One Bowl, One Backpack
In March of 2020, a couple of weeks into the COVID-19 lockdown, I ordered a set of hair clippers. I can't stand it when my hair gets longer, and it seemed clear enough by then that I wouldn't be going back to Great Clips anytime soon. I realize that I'm hardly unique in needing to cut my own hair during the pandemic. On the other hand, I'd guess that not many people were as excited about it as I was. Truthfully, I've been kicking around the idea of cutting my own hair for years. It seemed like a way to save some money, increase consistency, and simplify my life a bit. But it took losing access to the status quo to push me over the edge. Now that I've made the switch, I'll never go back.
Discomfort can often lead to positive changes in our lives, and I've found that my creativity flourishes when I place some careful boundaries around it. Because of this, I enjoy engaging in experiments with minimalism - intentionally leaving my comfort zone to challenge conventional ideas about what we need. I didn't really have a choice but to start cutting my own hair, but here are a couple of examples of more deliberate experiments from the past year.

### Provided material
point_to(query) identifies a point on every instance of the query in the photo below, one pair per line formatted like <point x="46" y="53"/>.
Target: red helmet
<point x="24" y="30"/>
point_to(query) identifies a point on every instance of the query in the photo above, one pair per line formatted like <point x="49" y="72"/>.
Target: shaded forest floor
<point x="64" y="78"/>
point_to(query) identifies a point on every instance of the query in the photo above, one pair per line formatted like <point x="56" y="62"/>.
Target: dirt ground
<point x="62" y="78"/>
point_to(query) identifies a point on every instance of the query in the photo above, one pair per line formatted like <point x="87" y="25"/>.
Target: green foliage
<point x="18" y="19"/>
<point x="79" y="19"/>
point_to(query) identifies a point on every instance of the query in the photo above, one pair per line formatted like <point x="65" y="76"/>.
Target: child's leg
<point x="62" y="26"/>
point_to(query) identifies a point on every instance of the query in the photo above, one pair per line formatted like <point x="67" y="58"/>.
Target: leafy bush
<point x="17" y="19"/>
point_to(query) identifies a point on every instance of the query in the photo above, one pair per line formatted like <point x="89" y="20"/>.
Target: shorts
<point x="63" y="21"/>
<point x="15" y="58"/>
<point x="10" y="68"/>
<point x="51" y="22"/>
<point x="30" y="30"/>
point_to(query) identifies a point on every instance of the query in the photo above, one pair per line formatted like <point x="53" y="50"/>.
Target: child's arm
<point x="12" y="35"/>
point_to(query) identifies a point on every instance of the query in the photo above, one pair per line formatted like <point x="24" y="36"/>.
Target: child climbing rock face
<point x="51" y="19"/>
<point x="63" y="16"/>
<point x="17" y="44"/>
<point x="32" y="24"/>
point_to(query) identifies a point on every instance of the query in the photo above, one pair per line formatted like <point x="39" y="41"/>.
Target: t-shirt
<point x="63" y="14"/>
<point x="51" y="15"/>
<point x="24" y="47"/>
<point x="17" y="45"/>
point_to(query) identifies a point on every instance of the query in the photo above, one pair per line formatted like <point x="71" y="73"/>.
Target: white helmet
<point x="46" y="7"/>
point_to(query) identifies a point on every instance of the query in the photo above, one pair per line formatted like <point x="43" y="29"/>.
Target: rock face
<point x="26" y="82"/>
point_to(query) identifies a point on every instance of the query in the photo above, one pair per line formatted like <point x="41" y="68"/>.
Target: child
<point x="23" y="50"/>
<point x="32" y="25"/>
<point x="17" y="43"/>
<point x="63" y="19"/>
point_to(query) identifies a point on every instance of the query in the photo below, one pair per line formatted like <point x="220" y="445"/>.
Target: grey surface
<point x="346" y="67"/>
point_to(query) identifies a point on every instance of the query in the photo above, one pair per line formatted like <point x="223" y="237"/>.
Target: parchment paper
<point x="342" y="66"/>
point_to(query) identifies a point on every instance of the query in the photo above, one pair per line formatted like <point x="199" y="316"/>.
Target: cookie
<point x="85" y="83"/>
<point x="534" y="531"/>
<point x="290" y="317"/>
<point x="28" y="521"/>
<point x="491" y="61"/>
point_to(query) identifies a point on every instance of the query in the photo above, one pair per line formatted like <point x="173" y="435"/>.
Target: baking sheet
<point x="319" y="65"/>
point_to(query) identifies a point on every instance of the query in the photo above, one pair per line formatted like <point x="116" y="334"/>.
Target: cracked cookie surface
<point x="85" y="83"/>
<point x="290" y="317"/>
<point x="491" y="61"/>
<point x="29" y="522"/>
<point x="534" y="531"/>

### What is required
Duplicate the stretch of the essay on cutting one's own hair from "One Bowl, One" through "never go back.". The material after the essay stands on its own and has no connection to it.

### Solution below
One Bowl, One Backpack
In March of 2020, a couple of weeks into the COVID-19 lockdown, I ordered a set of hair clippers. I can't stand it when my hair gets longer, and it seemed clear enough by then that I wouldn't be going back to Great Clips anytime soon. I realize that I'm hardly unique in needing to cut my own hair during the pandemic. On the other hand, I'd guess that not many people were as excited about it as I was. Truthfully, I've been kicking around the idea of cutting my own hair for years. It seemed like a way to save some money, increase consistency, and simplify my life a bit. But it took losing access to the status quo to push me over the edge. Now that I've made the switch, I'll never go back.